*Directions:* Only the lines from the line holding "Identify each instance of the sky" through the final line of the entries below are to be returned, exactly as they stand.

*Listed records:*
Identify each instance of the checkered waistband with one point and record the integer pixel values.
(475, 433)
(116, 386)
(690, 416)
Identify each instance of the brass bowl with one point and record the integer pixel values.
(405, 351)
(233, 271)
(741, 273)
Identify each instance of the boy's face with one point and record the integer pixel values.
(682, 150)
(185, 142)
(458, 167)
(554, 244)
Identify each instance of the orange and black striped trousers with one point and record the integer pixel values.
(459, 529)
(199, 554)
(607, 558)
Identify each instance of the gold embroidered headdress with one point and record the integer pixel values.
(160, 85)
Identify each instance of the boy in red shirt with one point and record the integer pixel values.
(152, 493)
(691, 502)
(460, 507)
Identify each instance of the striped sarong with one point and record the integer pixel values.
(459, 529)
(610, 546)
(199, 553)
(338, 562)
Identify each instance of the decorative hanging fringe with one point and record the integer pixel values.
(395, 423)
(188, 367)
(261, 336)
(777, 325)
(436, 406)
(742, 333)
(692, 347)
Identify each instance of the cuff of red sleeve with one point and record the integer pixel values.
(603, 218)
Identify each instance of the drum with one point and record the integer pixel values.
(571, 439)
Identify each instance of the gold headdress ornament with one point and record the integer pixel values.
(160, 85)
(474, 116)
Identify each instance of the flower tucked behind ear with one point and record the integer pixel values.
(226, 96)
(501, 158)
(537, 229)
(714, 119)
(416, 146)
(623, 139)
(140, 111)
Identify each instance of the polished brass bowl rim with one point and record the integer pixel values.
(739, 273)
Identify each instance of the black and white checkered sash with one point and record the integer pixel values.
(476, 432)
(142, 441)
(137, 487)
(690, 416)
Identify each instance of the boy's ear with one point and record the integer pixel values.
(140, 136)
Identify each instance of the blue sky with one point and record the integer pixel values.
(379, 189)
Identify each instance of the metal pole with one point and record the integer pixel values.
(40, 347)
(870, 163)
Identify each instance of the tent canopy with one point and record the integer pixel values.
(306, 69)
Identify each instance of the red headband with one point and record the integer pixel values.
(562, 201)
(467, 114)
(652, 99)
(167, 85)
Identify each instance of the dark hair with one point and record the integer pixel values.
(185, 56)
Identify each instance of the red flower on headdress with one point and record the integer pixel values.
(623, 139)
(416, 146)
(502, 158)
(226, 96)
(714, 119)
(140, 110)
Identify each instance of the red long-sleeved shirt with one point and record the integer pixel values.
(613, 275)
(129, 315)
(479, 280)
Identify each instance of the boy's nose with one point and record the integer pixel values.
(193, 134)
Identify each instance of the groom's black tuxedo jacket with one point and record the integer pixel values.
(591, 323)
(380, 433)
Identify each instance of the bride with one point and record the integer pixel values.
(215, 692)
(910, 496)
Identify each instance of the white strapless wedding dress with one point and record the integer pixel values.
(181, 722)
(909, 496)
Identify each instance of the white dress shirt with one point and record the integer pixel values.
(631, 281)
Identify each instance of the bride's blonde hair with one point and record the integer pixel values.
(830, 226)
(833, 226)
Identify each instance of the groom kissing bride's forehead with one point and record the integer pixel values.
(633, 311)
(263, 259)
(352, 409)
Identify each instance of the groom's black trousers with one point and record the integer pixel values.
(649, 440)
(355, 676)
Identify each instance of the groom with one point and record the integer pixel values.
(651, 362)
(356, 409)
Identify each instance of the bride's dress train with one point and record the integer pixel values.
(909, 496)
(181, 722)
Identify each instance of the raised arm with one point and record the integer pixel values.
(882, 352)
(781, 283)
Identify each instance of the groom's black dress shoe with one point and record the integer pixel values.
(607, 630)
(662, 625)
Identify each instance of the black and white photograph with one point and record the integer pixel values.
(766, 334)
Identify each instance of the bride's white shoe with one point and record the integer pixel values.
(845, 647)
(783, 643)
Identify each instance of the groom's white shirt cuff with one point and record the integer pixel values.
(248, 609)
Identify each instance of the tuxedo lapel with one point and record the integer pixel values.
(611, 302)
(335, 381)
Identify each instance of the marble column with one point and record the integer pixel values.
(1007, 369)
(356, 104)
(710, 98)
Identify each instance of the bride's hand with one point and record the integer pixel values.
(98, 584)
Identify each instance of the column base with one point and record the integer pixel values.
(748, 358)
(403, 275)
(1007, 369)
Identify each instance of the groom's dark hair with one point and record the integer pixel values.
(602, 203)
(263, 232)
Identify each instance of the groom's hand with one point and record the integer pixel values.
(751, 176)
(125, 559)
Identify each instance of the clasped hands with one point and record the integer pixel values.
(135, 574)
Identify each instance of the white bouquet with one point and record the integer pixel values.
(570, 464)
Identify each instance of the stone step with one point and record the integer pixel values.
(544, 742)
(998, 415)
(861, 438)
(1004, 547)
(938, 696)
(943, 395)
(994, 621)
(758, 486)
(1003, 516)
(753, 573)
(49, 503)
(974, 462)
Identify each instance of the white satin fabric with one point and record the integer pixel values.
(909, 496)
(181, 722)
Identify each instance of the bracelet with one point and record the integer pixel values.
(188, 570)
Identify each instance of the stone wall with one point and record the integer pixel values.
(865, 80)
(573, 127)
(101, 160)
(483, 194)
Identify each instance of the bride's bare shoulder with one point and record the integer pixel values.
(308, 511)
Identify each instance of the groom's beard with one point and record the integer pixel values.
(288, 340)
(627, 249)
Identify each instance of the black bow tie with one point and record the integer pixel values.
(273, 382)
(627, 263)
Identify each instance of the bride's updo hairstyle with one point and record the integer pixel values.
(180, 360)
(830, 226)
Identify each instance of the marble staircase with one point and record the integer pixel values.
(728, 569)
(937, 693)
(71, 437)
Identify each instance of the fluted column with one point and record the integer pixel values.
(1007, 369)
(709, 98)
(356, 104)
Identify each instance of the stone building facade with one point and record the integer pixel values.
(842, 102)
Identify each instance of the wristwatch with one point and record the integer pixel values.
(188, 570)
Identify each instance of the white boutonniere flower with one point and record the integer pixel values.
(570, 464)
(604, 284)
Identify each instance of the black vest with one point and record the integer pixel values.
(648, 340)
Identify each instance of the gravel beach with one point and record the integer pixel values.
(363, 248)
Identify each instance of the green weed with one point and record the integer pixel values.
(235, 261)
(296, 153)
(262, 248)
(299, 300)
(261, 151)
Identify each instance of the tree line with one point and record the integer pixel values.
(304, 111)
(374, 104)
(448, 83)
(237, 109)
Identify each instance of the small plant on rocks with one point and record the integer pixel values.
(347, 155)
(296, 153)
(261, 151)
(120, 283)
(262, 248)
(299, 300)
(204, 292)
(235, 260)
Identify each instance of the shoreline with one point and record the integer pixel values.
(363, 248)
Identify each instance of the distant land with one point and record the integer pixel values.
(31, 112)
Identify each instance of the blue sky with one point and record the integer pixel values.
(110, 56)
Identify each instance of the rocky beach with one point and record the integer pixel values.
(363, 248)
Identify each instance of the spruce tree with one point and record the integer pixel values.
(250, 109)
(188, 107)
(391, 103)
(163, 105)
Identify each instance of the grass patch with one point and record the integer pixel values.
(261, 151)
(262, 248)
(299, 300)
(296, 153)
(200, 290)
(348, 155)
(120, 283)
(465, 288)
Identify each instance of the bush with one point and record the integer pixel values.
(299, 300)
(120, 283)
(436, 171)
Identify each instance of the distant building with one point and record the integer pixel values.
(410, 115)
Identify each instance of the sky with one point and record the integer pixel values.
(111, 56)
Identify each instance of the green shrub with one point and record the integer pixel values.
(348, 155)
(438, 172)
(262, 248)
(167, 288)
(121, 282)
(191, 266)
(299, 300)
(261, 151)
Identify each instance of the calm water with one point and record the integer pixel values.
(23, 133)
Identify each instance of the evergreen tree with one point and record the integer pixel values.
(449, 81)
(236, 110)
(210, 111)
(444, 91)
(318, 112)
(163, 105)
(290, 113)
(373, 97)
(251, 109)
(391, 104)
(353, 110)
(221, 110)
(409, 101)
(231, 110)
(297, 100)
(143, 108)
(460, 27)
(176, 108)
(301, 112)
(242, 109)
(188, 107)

*Result:*
Identify each instance of the sky with one point and record the integer pixel values.
(111, 56)
Identify each instance of the green shrub with one point and record the integer pixel values.
(348, 155)
(438, 172)
(262, 248)
(167, 288)
(121, 282)
(191, 266)
(299, 300)
(261, 151)
Identify each instance of the calm water with one point and record the integer pixel values.
(23, 133)
Identify each instance of the evergreen tree with one point and record the integer pixel values.
(449, 81)
(236, 110)
(210, 111)
(444, 91)
(318, 112)
(163, 105)
(290, 113)
(373, 97)
(251, 109)
(391, 104)
(353, 110)
(221, 110)
(409, 101)
(231, 110)
(297, 100)
(143, 108)
(460, 27)
(176, 108)
(301, 112)
(242, 109)
(188, 107)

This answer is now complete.